• Exercise 1:
Decide whether each statement below agrees with the essay on U.S. policy toward Israel and Liberia. Answer yes or no for each, quoting the words of the essay that settle it.
(a) The back-to-Africa movement began after the political Zionist movement of Theodor Hertzel.
(b) The essay proposes that the United States consider spending a billion a year on Liberia for a decade.
(c) The writer knows of someone at an American university who was denied tenure for criticizing the American government.
• Exercise 2:
According to the essay on U.S. policy toward Israel and Liberia, what name has sometimes been given to the movement back to Africa?
• Exercise 3:
Write a continuation of the essay on U.S. policy toward Israel and Liberia, starting right after its final sentence.

• Text provided:

X: The Patriot Act and what Americans read in their libraries. Big Brother is watching you in the library.

But even before September 11 the American media routinely censored themselves on the State of Israel. Relatively little which was negative was to be said about the policies, actions, or even atrocities perpetrated by the State of Israel.

The United States may be the only country in the world in which criticizing the national government is much safer than criticizing a third country actually subsidized by the national government. It is much safer in the United States to criticize Uncle Sam than to criticize the government of Israel.

I know of nobody at an American university who has been denied tenure for criticizing the American government, but people have lost their jobs or their promotions in the United States for criticizing the State of Israel.


In Search of Solutions

What is the solution? Israel is the only aspect of U.S. foreign policy which is truly mission-driven, but the mission is creating anti-American monsters. Clearly this is counter productive. How could we save the positive aspects of the Israeliphilia mission and not incur the cost?

There are two balances which need to be struck. The more obvious one is greater even-handedness in balancing the rights of Palestinians with the rights of Israelis. Anything short of that is both inhumane and totally un-American in the democratic sense.

But there is another balance which needs to be struck. The two countries in the world which symbolize the return of the Diaspora to ancestry are Israel, on one side, and Liberia, on the other. Dispersed people returned home and created new nations. Indeed, long before the political Zionist movement of Theodor Hertzel was born in Europe, there was a back-to-Africa movement among dispersed Blacks in the Americas.

Long before Jews returned to the Middle East to create the new state of Israel, Black Americans had returned to Africa and created the state of Liberia. This latter movement back to Africa has sometimes been called "BLACK ZIONISM". On balance, the United States has a much more direct obligation to the survival of Liberia than it has to the survival of Israel.

The sense of mission to defend the state of Israel can become a virtue if it is combined with a concern for the just rights of the Palestinians. But this equilibrium in the Middle East needs to be combined with a new sense of mission in Africa. The place to start is Liberia, but extending outward to the rest of the continent.

Just as the United States has spent billions every year to help Israel, it is time for the United States to consider spending a billion a year on Liberia for a decade as part of a wider Marshall Plan for the African continent.

One more change is needed in the United States' orientation towards the outside world. Americans should stop preferring and eulogizing warrior presidents.

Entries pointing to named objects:
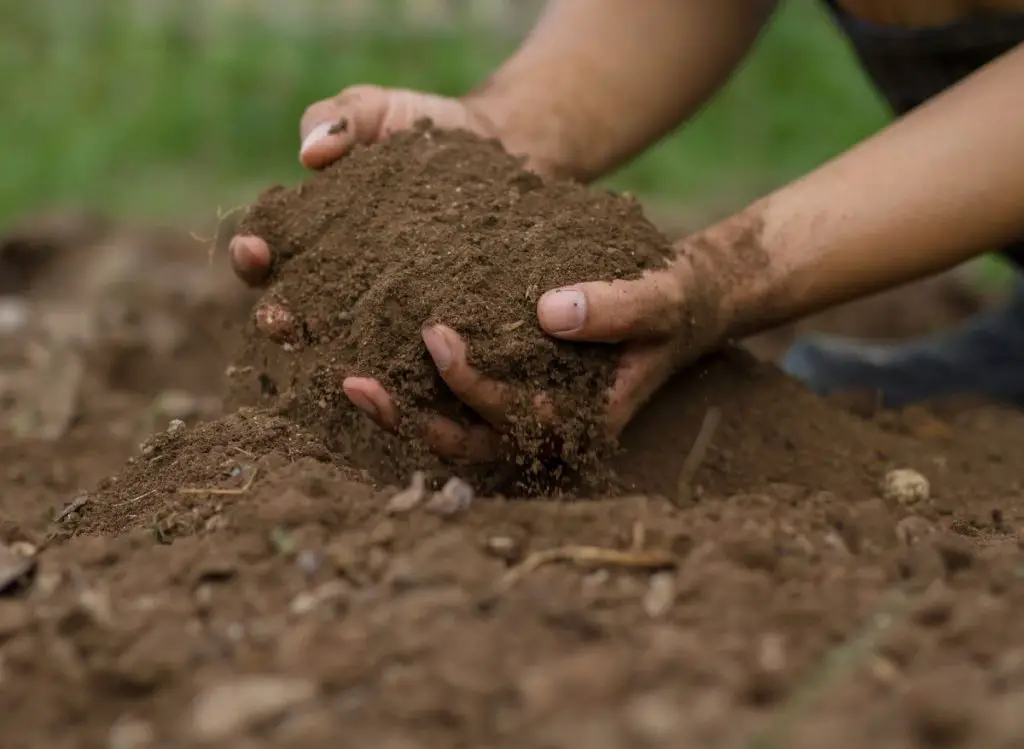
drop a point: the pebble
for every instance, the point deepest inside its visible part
(905, 486)
(228, 708)
(14, 568)
(456, 496)
(504, 547)
(660, 594)
(129, 733)
(409, 499)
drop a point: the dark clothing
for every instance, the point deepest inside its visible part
(985, 355)
(911, 66)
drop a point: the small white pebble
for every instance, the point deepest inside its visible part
(905, 486)
(456, 496)
(660, 594)
(409, 499)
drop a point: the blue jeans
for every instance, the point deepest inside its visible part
(984, 356)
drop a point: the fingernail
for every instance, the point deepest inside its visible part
(563, 309)
(361, 402)
(315, 135)
(241, 253)
(438, 346)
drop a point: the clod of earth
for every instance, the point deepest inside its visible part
(438, 227)
(906, 487)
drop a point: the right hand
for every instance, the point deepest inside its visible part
(371, 114)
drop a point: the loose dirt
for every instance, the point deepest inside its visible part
(173, 574)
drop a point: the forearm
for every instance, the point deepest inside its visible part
(598, 81)
(939, 186)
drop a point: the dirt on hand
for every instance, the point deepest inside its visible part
(441, 227)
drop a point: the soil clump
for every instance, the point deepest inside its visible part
(442, 227)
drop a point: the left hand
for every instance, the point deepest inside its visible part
(650, 318)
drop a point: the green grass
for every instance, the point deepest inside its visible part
(105, 110)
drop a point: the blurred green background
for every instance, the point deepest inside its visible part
(158, 109)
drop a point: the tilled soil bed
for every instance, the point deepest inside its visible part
(175, 576)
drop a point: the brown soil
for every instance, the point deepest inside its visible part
(439, 227)
(240, 583)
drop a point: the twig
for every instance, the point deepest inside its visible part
(837, 664)
(223, 492)
(139, 498)
(588, 556)
(697, 452)
(77, 504)
(244, 452)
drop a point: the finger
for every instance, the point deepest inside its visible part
(250, 258)
(331, 127)
(441, 435)
(489, 399)
(613, 311)
(477, 444)
(641, 372)
(275, 323)
(371, 398)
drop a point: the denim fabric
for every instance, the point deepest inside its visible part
(911, 66)
(983, 357)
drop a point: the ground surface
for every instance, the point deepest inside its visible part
(233, 586)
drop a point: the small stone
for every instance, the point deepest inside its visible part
(456, 496)
(411, 498)
(328, 592)
(231, 707)
(129, 733)
(309, 562)
(660, 594)
(905, 486)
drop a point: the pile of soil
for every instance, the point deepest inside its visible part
(171, 576)
(443, 227)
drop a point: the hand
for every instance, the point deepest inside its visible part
(371, 114)
(649, 318)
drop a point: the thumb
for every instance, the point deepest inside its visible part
(614, 311)
(330, 128)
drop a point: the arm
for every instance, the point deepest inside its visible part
(598, 81)
(935, 189)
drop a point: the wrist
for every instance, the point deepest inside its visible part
(508, 111)
(729, 278)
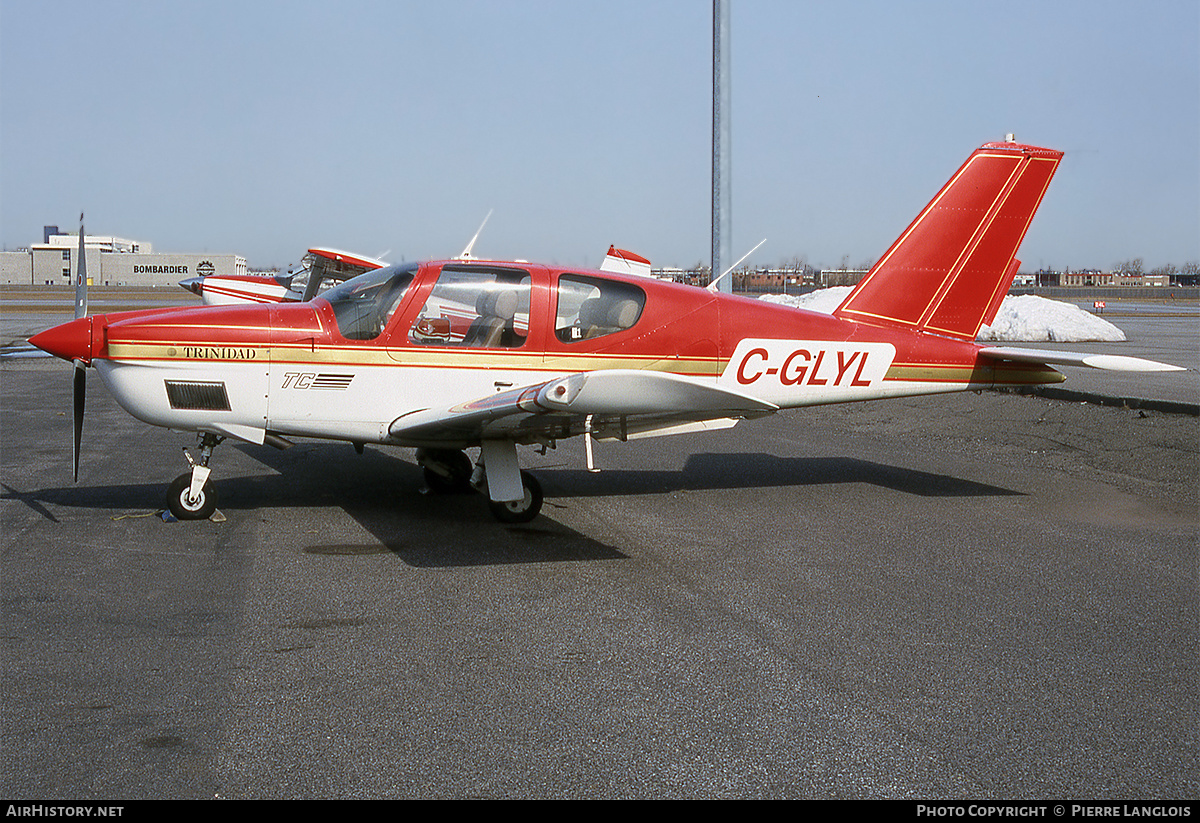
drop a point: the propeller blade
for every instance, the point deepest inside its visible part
(79, 391)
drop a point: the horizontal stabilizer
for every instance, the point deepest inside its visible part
(1113, 362)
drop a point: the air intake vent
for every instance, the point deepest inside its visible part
(197, 396)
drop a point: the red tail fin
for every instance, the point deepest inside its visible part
(949, 270)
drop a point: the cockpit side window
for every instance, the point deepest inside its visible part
(477, 307)
(591, 307)
(363, 306)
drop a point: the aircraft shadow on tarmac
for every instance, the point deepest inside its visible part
(379, 492)
(712, 472)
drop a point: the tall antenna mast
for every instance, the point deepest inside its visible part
(723, 228)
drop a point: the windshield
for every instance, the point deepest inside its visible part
(364, 305)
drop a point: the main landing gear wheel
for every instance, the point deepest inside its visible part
(523, 510)
(184, 506)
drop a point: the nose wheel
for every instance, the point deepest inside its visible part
(523, 510)
(187, 506)
(192, 496)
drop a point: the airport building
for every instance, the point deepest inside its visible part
(109, 262)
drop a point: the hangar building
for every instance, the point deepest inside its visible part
(111, 262)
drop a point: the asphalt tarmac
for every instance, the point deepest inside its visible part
(964, 596)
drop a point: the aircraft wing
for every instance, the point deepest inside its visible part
(611, 403)
(1113, 362)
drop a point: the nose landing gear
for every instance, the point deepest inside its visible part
(192, 496)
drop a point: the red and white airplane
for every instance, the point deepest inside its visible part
(321, 269)
(461, 354)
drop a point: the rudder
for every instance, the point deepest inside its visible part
(949, 270)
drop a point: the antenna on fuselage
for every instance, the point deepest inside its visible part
(712, 287)
(466, 253)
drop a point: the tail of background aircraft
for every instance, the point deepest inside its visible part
(951, 269)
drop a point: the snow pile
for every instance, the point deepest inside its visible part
(1031, 318)
(1024, 318)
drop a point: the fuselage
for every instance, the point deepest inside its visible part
(429, 336)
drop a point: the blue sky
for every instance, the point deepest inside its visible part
(391, 127)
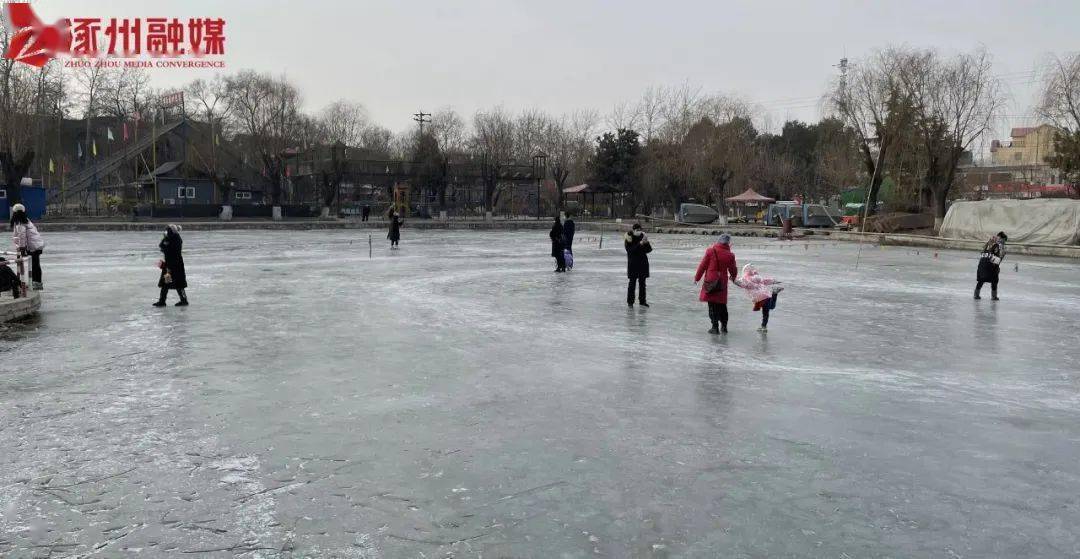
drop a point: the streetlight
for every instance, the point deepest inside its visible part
(540, 165)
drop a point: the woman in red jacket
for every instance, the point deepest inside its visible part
(716, 267)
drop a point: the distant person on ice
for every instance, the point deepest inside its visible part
(173, 275)
(637, 263)
(716, 267)
(989, 264)
(395, 228)
(568, 228)
(556, 245)
(760, 291)
(27, 243)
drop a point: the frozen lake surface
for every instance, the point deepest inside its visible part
(455, 398)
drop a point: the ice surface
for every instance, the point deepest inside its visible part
(457, 398)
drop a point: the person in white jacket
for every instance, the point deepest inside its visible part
(27, 242)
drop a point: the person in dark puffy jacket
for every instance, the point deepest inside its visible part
(173, 274)
(989, 264)
(637, 263)
(556, 246)
(568, 229)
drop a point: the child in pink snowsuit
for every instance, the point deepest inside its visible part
(760, 291)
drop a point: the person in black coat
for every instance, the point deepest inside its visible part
(556, 245)
(989, 264)
(395, 228)
(637, 263)
(568, 228)
(173, 275)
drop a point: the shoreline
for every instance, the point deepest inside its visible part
(737, 230)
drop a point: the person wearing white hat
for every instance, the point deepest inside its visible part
(28, 242)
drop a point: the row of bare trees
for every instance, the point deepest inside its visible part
(900, 113)
(918, 101)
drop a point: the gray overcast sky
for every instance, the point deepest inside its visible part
(559, 55)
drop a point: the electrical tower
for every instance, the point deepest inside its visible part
(844, 72)
(420, 119)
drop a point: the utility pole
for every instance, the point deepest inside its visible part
(420, 119)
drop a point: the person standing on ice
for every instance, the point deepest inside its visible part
(760, 291)
(27, 243)
(989, 264)
(173, 275)
(637, 263)
(395, 228)
(556, 245)
(716, 267)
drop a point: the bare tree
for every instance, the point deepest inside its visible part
(376, 139)
(448, 130)
(210, 101)
(955, 101)
(873, 101)
(91, 83)
(1061, 105)
(1060, 101)
(493, 145)
(125, 92)
(568, 144)
(266, 111)
(343, 121)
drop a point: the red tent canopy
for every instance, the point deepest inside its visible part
(750, 195)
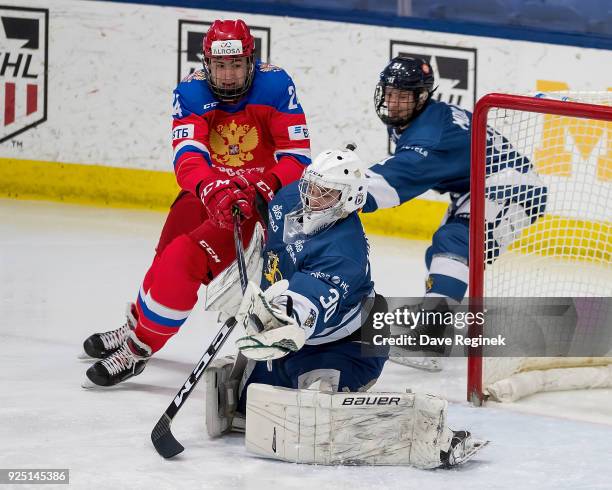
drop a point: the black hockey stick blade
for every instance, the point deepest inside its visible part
(164, 441)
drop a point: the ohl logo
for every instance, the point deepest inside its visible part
(24, 34)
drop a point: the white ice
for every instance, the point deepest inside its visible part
(67, 271)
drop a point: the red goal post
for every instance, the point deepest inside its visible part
(546, 106)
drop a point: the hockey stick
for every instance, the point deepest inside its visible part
(164, 441)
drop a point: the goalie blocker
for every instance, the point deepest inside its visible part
(310, 426)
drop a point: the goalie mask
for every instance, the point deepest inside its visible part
(229, 65)
(404, 88)
(332, 186)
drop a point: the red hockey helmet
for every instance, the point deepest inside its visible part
(229, 40)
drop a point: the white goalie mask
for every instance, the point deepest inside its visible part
(332, 186)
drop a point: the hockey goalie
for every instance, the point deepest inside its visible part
(298, 388)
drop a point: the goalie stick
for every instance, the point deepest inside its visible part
(164, 441)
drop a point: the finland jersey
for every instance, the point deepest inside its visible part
(328, 274)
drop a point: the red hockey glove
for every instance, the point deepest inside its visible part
(220, 196)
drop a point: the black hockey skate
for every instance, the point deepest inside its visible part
(127, 361)
(101, 345)
(463, 448)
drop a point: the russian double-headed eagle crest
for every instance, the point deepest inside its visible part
(232, 144)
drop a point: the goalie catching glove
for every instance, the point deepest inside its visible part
(271, 331)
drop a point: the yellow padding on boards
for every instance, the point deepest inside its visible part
(133, 188)
(567, 237)
(87, 184)
(416, 219)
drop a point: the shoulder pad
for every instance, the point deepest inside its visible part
(264, 67)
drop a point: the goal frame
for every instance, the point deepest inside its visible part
(475, 387)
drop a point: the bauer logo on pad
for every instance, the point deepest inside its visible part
(23, 69)
(191, 35)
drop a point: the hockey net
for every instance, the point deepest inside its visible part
(565, 253)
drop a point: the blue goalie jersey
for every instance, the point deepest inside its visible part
(328, 273)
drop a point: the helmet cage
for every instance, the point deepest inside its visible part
(406, 74)
(421, 96)
(234, 93)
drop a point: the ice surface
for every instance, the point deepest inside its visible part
(67, 271)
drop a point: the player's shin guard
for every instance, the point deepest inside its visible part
(162, 309)
(308, 426)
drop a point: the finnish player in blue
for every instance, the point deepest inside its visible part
(432, 151)
(300, 382)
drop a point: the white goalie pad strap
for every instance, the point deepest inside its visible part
(308, 426)
(224, 292)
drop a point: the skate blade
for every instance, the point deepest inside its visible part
(470, 452)
(87, 384)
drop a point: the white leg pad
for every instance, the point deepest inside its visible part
(308, 426)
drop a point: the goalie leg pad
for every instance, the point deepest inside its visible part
(224, 292)
(222, 379)
(308, 426)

• Reply 1:
(a) No: "long before the political Zionist movement of Theodor Hertzel was born in Europe, there was a back-to-Africa movement among dispersed Blacks in the Americas."
(b) Yes: "it is time for the United States to consider spending a billion a year on Liberia for a decade as part of a wider Marshall Plan for the African continent."
(c) No: "I know of nobody at an American university who has been denied tenure for criticizing the American government"

• Reply 2:
It has sometimes been called "BLACK ZIONISM".

• Reply 3:
Every American president since Franklin D. Roosevelt has engaged in some act of war or another. Roosevelt was inevitably embroiled in World War II; Harry Truman helped to initiate the Korean War; Dwight Eisenhower ended the Korean War but started planning for the Bay of Pigs operation on Cuba; John F. Kennedy unleashed the Bay of Pigs operation and helped to initiate the Vietnam War; Lyndon Johnson escalated the Vietnam war; Richard Nixon bombed Cambodia; Gerald Ford sent the Marines in a disagreement with Cambodia over a U.S. cargo-ship, the Mayaguez; Jimmy Carter attempted to thwart the Iranian revolution and paid heavily for it; Ronald Reagan perpetrated acts of war in Lebanon, the Caribbean, Libya and in shooting down a civilian airline in the Persian Gulf; George Bush Senior invaded Panama and is most famous for Desert Storm in the Persian Gulf; Bill Clinton led military action against Yugoslavia over Kosovo and bombed Sudan and Afghanistan; George W. Bush has already inherited a decade of bombing Baghdad and subsidizing half a century of Israeli militarism against Palestinians. Now this younger Bush has embarked on what he once called a "crusade against terrorism." This could be a war without end. When are we likely to have a victory parade to celebrate the end of the war against terrorism? We may kill Usama bin Laden, but when will the war end?

Every American president since Franklin Roosevelt has regarded an act of war as the equivalent of a rite of passage. The Commander-in-Chief has to "act presidential". And yet the United States hardly ever calls these engagements "acts of war". Even the war in Vietnam which cost nearly sixty thousand American lives and millions of Vietnamese lives, was never officially declared by the United States. America needs to find more humane rites of passage for its leaders.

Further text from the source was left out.